> [WHAT THE TASK ASKS]
Reproduce every line of the records, requests included, beginning with the line containing "Target: car door mirror glass" and continuing through the end of the records, and add 37 to each coordinate in the answers. Leave the pictures out of your answer.

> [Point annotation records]
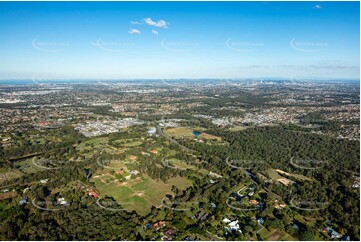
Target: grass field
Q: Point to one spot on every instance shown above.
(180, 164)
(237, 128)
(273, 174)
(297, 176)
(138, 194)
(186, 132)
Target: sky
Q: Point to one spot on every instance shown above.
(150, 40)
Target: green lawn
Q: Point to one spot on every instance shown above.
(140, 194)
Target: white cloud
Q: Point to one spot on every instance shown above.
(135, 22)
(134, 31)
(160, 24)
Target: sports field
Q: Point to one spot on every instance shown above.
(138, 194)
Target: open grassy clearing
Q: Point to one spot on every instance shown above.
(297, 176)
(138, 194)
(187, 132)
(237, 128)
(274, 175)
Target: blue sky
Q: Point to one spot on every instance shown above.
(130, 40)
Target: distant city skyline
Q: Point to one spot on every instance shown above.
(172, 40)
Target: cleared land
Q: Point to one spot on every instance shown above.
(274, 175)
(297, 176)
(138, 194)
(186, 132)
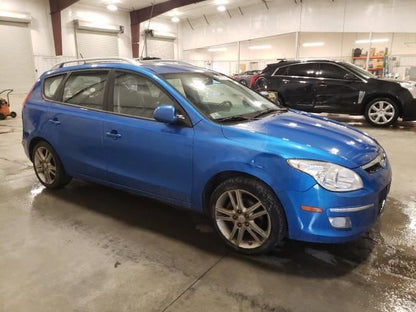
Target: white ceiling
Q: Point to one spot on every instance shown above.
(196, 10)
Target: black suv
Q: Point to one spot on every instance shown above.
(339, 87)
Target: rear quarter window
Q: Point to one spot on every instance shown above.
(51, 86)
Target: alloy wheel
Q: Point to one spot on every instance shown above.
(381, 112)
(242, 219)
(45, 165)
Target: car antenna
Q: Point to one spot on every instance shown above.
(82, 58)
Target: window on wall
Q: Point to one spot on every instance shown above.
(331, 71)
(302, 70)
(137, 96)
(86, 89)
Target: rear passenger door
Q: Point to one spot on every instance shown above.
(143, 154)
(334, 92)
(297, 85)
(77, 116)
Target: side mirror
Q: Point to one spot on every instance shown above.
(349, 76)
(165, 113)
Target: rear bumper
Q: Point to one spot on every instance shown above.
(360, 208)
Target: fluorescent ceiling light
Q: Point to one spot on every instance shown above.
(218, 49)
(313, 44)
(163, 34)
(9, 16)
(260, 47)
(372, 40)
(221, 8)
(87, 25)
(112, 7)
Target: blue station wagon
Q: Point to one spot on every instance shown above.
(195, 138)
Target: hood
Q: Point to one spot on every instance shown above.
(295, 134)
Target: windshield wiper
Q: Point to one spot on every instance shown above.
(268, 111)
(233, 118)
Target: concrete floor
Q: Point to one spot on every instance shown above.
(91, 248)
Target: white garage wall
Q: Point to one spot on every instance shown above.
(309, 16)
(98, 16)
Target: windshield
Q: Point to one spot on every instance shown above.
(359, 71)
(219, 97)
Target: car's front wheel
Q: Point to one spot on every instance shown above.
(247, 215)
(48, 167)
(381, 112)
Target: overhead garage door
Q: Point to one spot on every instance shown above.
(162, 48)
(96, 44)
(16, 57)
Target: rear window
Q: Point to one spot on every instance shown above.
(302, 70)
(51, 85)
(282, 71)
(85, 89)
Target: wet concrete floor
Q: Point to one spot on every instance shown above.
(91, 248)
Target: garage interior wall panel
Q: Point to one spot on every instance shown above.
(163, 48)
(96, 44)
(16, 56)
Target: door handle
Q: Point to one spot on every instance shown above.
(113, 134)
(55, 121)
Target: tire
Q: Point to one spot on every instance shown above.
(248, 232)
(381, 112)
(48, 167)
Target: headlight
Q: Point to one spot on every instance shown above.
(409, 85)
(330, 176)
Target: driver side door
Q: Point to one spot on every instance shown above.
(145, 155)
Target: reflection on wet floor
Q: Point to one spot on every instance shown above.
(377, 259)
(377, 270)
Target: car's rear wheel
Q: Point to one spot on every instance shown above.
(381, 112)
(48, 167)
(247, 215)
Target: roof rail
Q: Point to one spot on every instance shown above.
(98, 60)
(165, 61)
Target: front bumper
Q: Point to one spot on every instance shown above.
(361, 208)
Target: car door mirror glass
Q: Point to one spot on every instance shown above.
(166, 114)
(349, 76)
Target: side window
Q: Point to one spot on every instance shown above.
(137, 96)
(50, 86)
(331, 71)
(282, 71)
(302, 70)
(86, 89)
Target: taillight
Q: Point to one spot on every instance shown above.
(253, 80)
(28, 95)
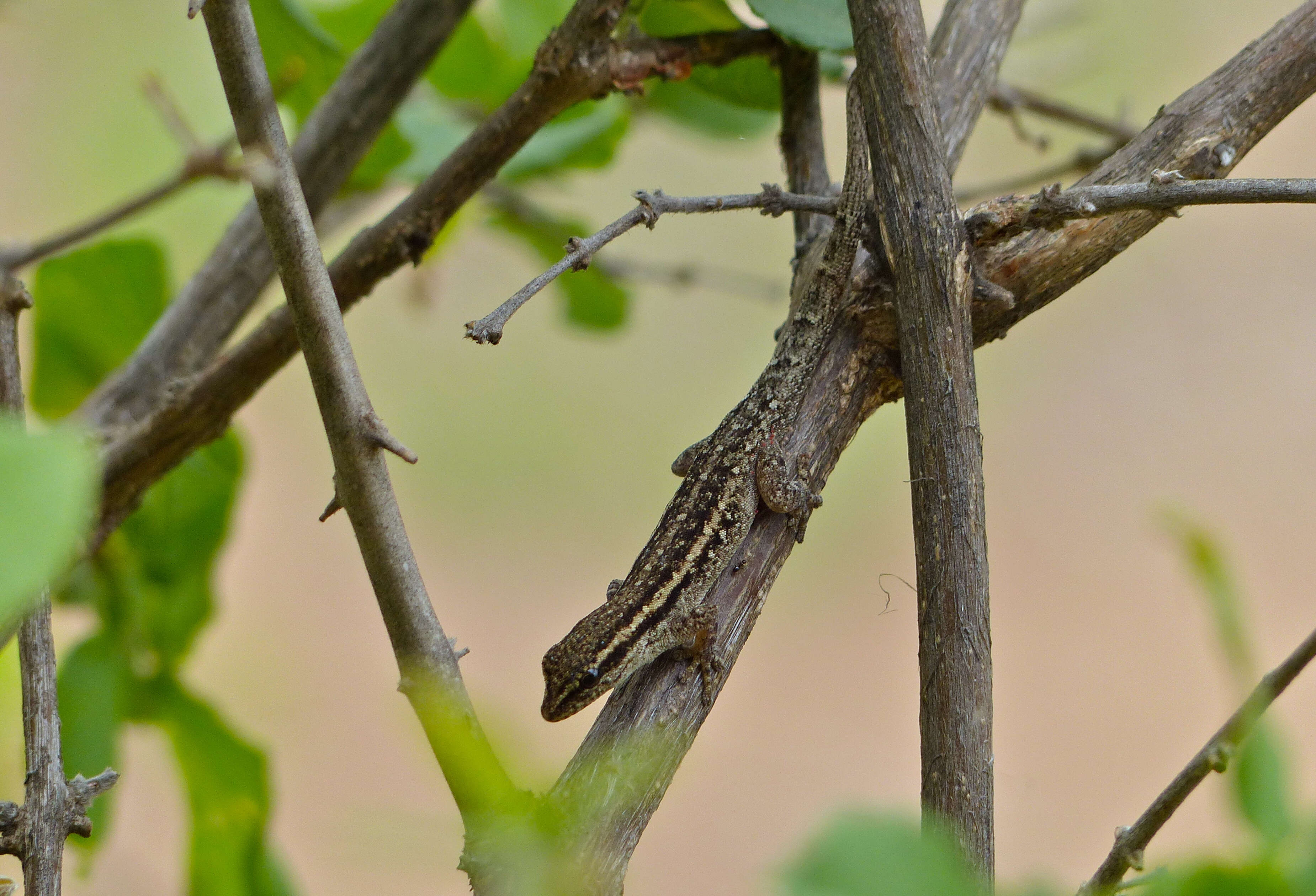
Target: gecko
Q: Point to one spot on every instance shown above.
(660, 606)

> [IN RESPONSE]
Target: car door mirror glass
Q: Point to one spot on every instance shown above.
(203, 151)
(386, 113)
Target: side window
Q: Point to one spot on every instance shown above.
(174, 133)
(87, 123)
(368, 108)
(319, 108)
(339, 107)
(123, 126)
Target: taillight
Q: Point to one spot on every instance shown above.
(290, 117)
(65, 132)
Target: gecko
Q: Point to one spot on every instance shown above.
(697, 643)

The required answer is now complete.